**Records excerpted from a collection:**
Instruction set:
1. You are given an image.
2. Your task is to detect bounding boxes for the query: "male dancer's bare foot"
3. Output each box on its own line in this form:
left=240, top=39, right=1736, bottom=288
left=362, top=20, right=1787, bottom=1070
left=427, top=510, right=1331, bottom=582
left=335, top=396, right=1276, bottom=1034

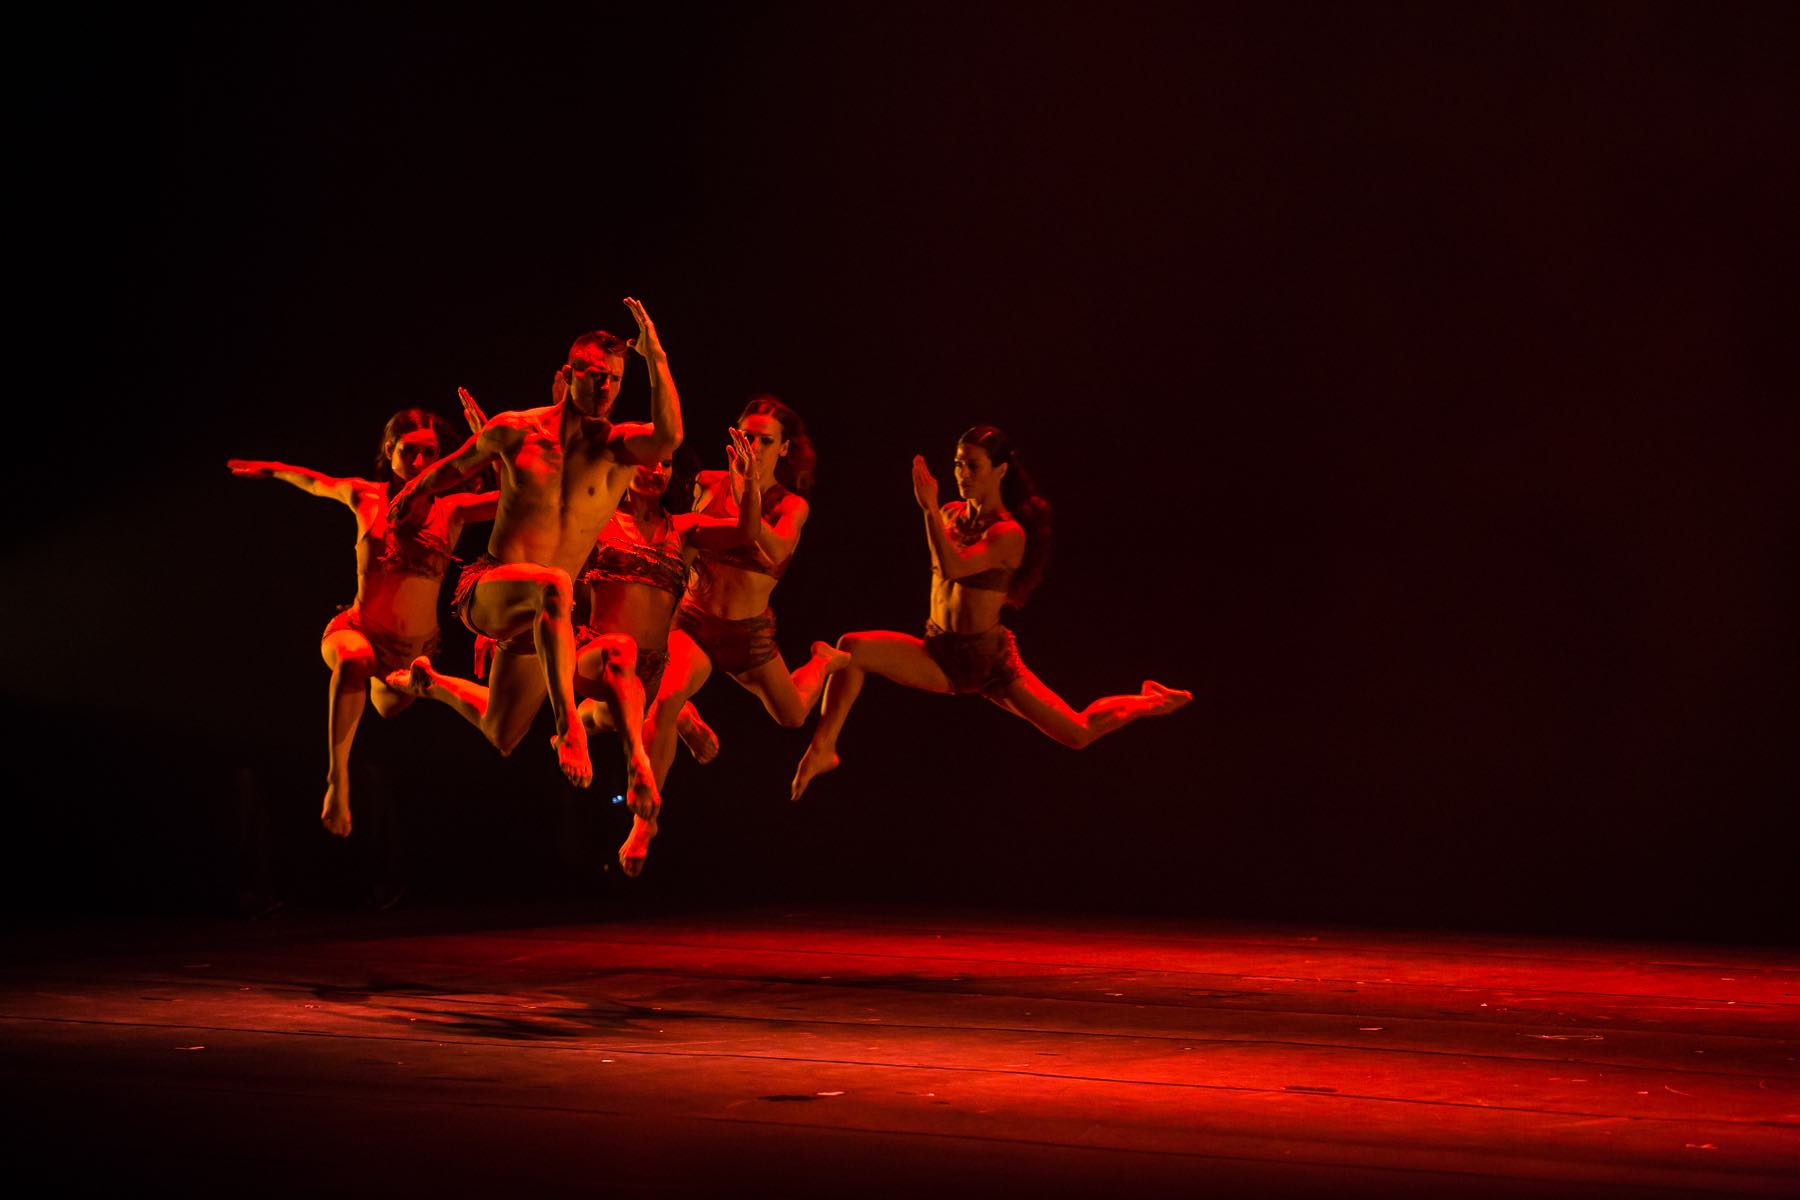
left=789, top=741, right=841, bottom=802
left=1142, top=681, right=1193, bottom=715
left=320, top=784, right=352, bottom=837
left=625, top=751, right=660, bottom=820
left=385, top=655, right=435, bottom=697
left=675, top=702, right=719, bottom=763
left=552, top=725, right=594, bottom=788
left=618, top=816, right=657, bottom=878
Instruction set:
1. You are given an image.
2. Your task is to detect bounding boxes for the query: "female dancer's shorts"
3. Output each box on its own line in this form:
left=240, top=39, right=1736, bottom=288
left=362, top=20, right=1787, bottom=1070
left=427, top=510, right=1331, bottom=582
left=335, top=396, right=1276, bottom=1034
left=923, top=620, right=1024, bottom=698
left=322, top=605, right=441, bottom=676
left=571, top=629, right=671, bottom=703
left=674, top=596, right=779, bottom=674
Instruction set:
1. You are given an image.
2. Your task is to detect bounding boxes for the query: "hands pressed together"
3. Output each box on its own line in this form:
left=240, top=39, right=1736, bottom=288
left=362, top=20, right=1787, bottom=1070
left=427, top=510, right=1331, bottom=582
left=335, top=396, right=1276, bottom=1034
left=910, top=454, right=939, bottom=510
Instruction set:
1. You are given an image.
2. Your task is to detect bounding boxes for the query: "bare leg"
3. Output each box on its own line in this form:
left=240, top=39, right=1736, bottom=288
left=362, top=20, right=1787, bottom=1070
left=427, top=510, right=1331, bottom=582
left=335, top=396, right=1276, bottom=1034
left=465, top=567, right=590, bottom=786
left=367, top=676, right=416, bottom=719
left=991, top=671, right=1192, bottom=748
left=645, top=629, right=713, bottom=791
left=320, top=629, right=378, bottom=837
left=733, top=640, right=852, bottom=728
left=575, top=690, right=660, bottom=877
left=386, top=655, right=492, bottom=731
left=575, top=634, right=659, bottom=820
left=791, top=631, right=952, bottom=800
left=675, top=702, right=718, bottom=763
left=617, top=815, right=657, bottom=878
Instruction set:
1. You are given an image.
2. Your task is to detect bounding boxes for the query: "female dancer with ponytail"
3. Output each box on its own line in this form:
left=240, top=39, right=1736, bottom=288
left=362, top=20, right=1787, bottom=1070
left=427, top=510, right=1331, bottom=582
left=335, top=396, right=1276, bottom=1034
left=227, top=409, right=497, bottom=835
left=790, top=425, right=1189, bottom=800
left=644, top=396, right=848, bottom=791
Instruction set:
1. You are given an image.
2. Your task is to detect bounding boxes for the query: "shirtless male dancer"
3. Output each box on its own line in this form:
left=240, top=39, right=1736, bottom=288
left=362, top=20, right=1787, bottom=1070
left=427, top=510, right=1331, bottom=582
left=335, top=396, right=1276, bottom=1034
left=386, top=298, right=680, bottom=813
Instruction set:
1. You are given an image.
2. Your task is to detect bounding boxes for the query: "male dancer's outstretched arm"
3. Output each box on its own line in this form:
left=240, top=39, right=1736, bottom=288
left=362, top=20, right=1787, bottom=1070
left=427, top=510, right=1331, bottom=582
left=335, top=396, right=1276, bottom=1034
left=615, top=296, right=682, bottom=464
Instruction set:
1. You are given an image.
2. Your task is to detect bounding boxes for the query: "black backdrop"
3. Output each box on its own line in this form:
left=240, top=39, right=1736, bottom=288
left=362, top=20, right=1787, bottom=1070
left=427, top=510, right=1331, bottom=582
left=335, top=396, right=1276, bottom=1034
left=8, top=4, right=1795, bottom=940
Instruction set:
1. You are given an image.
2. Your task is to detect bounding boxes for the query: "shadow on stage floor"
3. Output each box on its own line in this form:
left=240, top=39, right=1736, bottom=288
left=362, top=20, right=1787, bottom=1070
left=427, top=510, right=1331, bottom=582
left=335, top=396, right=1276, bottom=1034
left=2, top=902, right=1795, bottom=1197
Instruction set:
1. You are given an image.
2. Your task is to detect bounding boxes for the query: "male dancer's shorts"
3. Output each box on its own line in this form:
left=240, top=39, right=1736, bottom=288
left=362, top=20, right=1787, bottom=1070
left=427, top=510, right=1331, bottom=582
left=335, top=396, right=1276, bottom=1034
left=321, top=605, right=441, bottom=676
left=922, top=621, right=1024, bottom=698
left=457, top=554, right=541, bottom=673
left=673, top=596, right=779, bottom=674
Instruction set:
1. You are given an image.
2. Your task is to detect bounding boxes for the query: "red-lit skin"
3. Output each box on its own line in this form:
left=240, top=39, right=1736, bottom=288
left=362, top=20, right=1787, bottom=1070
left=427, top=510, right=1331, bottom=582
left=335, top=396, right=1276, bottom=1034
left=227, top=426, right=498, bottom=837
left=642, top=413, right=850, bottom=794
left=393, top=436, right=761, bottom=875
left=385, top=298, right=681, bottom=806
left=790, top=442, right=1192, bottom=800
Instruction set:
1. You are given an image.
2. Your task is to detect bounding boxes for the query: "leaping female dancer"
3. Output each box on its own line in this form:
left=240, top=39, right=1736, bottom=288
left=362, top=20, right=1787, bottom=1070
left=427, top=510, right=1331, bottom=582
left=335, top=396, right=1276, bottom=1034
left=228, top=409, right=497, bottom=835
left=389, top=430, right=763, bottom=876
left=790, top=425, right=1189, bottom=800
left=643, top=396, right=848, bottom=790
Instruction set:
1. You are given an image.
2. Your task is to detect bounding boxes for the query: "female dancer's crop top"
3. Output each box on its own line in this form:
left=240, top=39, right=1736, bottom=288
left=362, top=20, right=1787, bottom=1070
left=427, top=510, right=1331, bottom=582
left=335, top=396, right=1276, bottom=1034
left=582, top=512, right=687, bottom=596
left=944, top=502, right=1016, bottom=593
left=362, top=522, right=454, bottom=581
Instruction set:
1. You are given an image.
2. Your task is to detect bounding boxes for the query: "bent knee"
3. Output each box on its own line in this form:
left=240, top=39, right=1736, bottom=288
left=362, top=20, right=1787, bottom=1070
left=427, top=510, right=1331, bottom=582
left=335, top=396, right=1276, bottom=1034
left=836, top=632, right=874, bottom=663
left=334, top=647, right=378, bottom=677
left=596, top=633, right=637, bottom=669
left=485, top=720, right=529, bottom=756
left=536, top=570, right=574, bottom=616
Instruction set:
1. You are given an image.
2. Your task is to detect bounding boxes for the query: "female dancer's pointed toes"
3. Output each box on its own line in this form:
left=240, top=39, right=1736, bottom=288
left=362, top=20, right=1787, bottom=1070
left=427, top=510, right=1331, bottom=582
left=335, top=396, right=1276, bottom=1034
left=386, top=655, right=435, bottom=696
left=813, top=640, right=852, bottom=673
left=320, top=786, right=353, bottom=837
left=553, top=729, right=594, bottom=788
left=790, top=745, right=841, bottom=801
left=619, top=817, right=656, bottom=878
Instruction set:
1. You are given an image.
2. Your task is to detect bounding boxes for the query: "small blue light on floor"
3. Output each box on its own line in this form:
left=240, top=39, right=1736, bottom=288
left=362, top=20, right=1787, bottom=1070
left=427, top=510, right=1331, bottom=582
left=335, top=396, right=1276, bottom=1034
left=610, top=793, right=626, bottom=806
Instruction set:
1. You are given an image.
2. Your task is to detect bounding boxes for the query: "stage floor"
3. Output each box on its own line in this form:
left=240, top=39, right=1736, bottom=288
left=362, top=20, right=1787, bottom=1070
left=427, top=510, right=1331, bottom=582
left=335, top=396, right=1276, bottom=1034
left=2, top=904, right=1795, bottom=1197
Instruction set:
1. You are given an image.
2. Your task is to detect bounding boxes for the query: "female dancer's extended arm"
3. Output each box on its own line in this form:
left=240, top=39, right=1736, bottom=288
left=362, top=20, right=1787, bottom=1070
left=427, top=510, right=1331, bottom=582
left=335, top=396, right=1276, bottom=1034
left=227, top=459, right=363, bottom=508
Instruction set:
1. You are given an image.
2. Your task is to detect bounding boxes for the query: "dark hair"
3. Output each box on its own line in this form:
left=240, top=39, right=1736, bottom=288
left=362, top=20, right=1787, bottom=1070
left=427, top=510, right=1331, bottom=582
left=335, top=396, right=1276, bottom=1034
left=738, top=394, right=817, bottom=495
left=567, top=329, right=630, bottom=364
left=375, top=408, right=454, bottom=481
left=664, top=443, right=704, bottom=515
left=958, top=424, right=1051, bottom=609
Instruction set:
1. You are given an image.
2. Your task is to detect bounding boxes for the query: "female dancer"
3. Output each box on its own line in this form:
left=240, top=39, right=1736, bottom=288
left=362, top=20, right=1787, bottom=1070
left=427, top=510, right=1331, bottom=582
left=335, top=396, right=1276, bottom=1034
left=227, top=409, right=497, bottom=836
left=390, top=432, right=762, bottom=873
left=790, top=425, right=1189, bottom=800
left=644, top=396, right=848, bottom=790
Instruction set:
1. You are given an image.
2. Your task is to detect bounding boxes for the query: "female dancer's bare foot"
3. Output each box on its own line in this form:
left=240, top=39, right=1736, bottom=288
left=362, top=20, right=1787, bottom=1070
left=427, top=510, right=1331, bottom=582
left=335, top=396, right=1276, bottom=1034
left=789, top=741, right=841, bottom=801
left=552, top=725, right=594, bottom=788
left=384, top=655, right=435, bottom=697
left=675, top=702, right=719, bottom=763
left=618, top=816, right=657, bottom=878
left=814, top=640, right=852, bottom=674
left=320, top=784, right=352, bottom=837
left=1142, top=681, right=1193, bottom=715
left=625, top=751, right=660, bottom=820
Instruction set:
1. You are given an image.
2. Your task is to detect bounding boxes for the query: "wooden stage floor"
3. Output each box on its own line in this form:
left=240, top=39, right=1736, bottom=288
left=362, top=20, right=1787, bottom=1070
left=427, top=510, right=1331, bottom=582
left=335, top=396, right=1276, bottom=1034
left=2, top=904, right=1795, bottom=1197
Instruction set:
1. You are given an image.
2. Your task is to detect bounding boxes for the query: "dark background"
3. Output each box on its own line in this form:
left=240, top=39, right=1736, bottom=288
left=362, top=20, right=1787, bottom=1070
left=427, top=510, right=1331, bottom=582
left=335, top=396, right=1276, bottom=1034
left=7, top=4, right=1795, bottom=940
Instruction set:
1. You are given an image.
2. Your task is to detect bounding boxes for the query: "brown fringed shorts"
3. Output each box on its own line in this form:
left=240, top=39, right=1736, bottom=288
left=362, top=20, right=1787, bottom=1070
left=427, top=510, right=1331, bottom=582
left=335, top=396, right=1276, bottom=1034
left=923, top=621, right=1024, bottom=698
left=674, top=596, right=779, bottom=674
left=322, top=606, right=441, bottom=676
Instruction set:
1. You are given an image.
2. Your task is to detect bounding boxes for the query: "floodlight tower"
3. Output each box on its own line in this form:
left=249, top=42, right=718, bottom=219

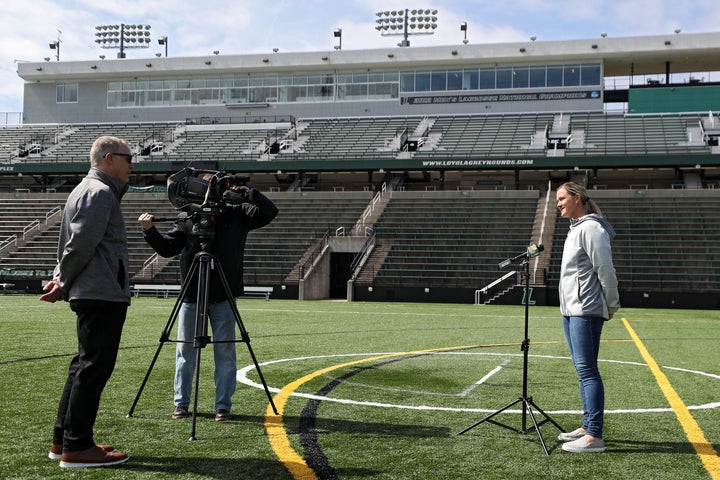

**What to produce:**
Every line above that carries the string "female" should be copied.

**Result of the exercise:**
2. Your task is to detect bounding boxes for the query: "female dancer's shorts"
2. Your task is to detect bounding boxes for the query: "female dancer with ponytail"
2. Your task is to detect bounding boxes for the query: "leaping female dancer"
2. Your task is to detect bounding boxes for the query: "female dancer's crop top"
2. Your task is to detect bounding boxes for the query: "female dancer's pointed toes"
2. Your task is to detect bounding boxes for the query: "female dancer's extended arm"
2. Your task is to detect bounding boxes for the query: "female dancer"
2. Your task is to detect bounding boxes for the query: "female dancer's bare foot"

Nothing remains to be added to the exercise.